GIVEN DATA.
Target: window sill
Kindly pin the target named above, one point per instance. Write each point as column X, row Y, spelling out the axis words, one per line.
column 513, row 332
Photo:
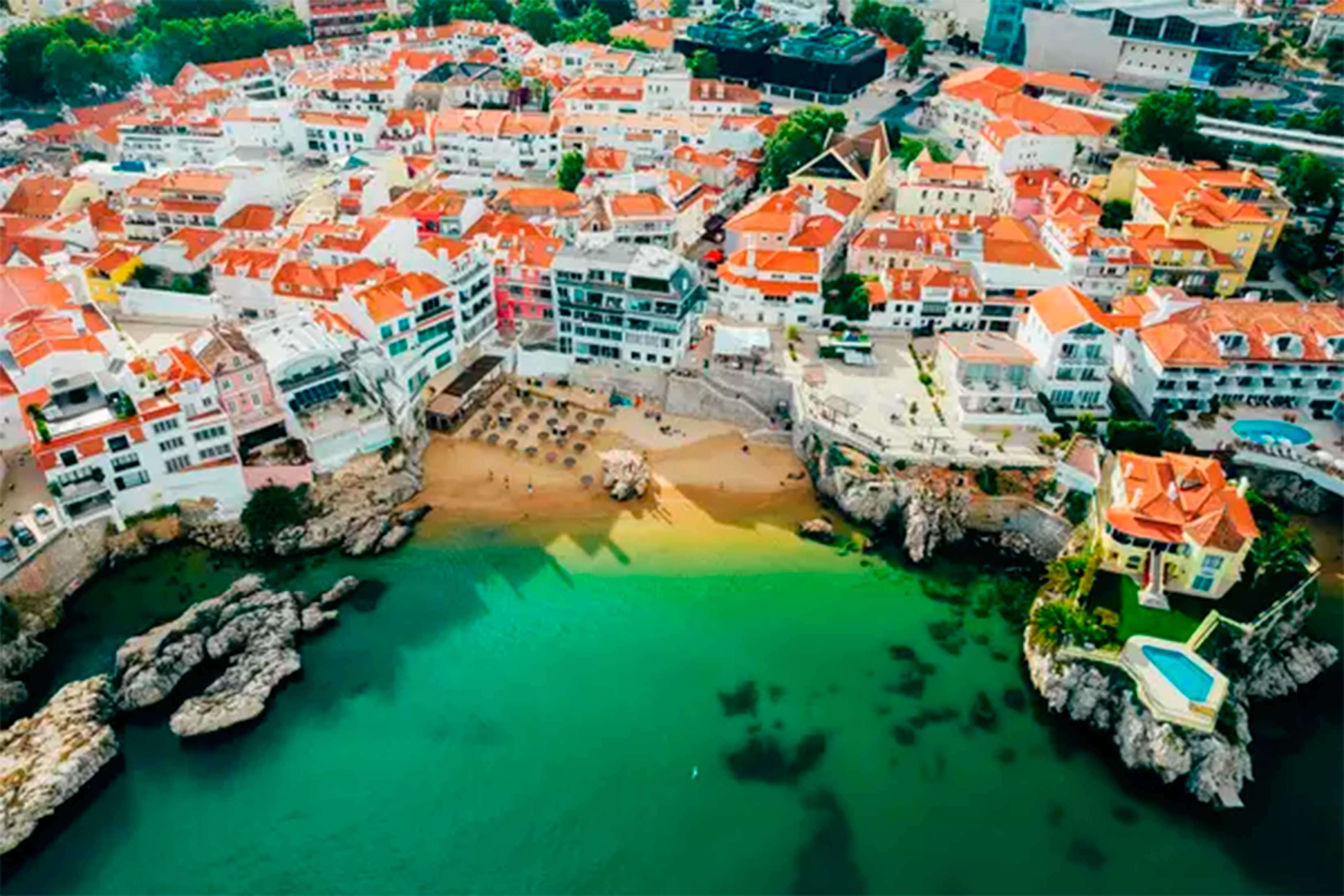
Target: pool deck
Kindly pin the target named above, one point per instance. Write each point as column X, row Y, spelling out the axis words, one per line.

...

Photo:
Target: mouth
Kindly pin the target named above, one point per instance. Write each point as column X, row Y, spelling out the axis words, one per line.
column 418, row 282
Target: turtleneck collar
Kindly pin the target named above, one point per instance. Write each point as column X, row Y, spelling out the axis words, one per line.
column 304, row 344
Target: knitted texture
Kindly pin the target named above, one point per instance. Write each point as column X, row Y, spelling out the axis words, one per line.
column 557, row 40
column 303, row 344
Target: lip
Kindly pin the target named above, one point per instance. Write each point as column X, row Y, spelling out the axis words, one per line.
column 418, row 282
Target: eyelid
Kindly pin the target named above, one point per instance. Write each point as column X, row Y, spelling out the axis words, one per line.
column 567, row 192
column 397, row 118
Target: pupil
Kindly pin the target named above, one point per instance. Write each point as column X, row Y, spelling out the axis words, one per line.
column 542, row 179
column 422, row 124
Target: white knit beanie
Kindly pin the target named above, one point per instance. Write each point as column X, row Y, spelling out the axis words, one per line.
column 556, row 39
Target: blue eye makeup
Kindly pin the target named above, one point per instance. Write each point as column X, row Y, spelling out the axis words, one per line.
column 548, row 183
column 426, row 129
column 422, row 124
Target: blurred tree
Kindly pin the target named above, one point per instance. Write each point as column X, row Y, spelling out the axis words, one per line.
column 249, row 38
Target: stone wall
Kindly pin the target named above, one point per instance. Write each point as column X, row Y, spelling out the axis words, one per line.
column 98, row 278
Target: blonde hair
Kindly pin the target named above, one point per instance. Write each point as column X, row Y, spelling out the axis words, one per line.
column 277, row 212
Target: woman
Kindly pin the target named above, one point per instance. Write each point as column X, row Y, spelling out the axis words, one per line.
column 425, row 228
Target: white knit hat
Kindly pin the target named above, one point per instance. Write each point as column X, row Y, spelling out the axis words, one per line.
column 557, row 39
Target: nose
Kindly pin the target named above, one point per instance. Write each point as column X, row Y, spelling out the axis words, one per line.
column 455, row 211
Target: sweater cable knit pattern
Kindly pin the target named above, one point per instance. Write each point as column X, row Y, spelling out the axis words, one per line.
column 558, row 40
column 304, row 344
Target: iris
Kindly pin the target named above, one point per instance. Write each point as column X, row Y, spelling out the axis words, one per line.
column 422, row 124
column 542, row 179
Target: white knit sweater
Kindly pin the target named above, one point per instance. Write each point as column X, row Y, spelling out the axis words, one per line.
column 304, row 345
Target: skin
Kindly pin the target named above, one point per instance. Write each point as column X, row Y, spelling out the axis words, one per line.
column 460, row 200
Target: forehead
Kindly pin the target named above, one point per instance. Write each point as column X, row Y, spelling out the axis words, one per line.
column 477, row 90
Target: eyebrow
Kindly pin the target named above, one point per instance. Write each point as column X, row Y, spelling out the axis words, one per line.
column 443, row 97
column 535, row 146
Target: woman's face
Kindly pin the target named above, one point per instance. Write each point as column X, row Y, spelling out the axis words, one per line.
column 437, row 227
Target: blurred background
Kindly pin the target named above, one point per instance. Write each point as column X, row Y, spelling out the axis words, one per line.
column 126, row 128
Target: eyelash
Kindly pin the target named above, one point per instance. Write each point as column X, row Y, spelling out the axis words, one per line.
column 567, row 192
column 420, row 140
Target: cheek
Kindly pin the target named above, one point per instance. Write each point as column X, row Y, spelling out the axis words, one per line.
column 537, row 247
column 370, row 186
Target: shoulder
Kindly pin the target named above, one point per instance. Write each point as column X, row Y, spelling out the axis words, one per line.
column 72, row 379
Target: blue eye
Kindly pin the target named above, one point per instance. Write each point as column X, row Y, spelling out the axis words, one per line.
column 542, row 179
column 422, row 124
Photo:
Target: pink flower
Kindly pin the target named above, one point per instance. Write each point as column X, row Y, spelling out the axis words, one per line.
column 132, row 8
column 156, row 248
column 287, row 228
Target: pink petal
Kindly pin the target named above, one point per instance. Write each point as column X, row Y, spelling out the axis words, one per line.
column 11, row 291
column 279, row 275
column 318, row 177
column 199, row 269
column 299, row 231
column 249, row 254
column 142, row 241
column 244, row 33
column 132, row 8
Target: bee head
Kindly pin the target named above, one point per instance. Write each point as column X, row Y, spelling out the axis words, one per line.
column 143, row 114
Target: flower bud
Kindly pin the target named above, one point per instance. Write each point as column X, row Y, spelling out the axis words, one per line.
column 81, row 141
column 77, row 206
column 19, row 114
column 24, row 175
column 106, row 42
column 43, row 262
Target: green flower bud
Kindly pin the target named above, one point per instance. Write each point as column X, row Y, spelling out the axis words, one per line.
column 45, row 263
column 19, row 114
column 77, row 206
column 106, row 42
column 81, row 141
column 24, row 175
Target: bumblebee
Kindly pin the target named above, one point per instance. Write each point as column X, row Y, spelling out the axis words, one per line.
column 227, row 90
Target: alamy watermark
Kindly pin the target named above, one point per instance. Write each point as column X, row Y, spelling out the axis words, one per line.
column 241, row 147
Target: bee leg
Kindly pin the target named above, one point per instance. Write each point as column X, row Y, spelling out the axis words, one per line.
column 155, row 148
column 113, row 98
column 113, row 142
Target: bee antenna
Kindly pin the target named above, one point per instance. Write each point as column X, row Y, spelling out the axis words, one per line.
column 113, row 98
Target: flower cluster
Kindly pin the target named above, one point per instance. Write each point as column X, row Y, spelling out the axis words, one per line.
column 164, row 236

---

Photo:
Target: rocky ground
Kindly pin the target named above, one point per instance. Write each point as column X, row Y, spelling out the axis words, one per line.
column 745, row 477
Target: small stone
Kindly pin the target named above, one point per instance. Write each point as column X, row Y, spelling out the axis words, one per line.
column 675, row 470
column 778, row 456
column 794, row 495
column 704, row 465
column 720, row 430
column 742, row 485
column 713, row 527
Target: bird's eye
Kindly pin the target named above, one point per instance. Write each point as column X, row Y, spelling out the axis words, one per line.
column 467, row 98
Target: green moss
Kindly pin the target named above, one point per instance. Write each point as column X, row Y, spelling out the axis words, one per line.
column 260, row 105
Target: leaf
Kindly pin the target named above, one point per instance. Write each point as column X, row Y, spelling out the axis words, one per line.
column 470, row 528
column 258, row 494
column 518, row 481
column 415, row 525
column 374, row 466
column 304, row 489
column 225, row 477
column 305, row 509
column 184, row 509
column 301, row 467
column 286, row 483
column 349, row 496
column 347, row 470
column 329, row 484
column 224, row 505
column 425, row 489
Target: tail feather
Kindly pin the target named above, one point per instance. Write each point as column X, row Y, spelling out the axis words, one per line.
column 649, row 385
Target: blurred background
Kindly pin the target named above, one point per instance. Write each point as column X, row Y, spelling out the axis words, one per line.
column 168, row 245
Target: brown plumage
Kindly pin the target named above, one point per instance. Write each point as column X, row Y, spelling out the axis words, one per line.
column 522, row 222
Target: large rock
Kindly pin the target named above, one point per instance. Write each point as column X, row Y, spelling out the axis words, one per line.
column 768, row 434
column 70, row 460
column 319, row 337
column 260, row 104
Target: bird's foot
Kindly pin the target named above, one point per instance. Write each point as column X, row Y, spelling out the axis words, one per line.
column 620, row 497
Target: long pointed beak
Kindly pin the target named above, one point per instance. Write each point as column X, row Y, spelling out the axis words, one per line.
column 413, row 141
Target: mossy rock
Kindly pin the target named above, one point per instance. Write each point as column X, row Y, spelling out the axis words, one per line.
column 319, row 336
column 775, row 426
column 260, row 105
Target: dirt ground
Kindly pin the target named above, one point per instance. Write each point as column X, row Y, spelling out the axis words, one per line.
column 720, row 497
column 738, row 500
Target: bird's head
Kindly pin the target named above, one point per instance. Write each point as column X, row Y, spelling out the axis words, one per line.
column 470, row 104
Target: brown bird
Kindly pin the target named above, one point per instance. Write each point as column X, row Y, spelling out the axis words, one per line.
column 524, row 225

REQUIRED ACTION.
Copy every line from the material in which the word "stone" can be found.

EXERCISE SOLUTION.
Target: stone wall
Target: small stone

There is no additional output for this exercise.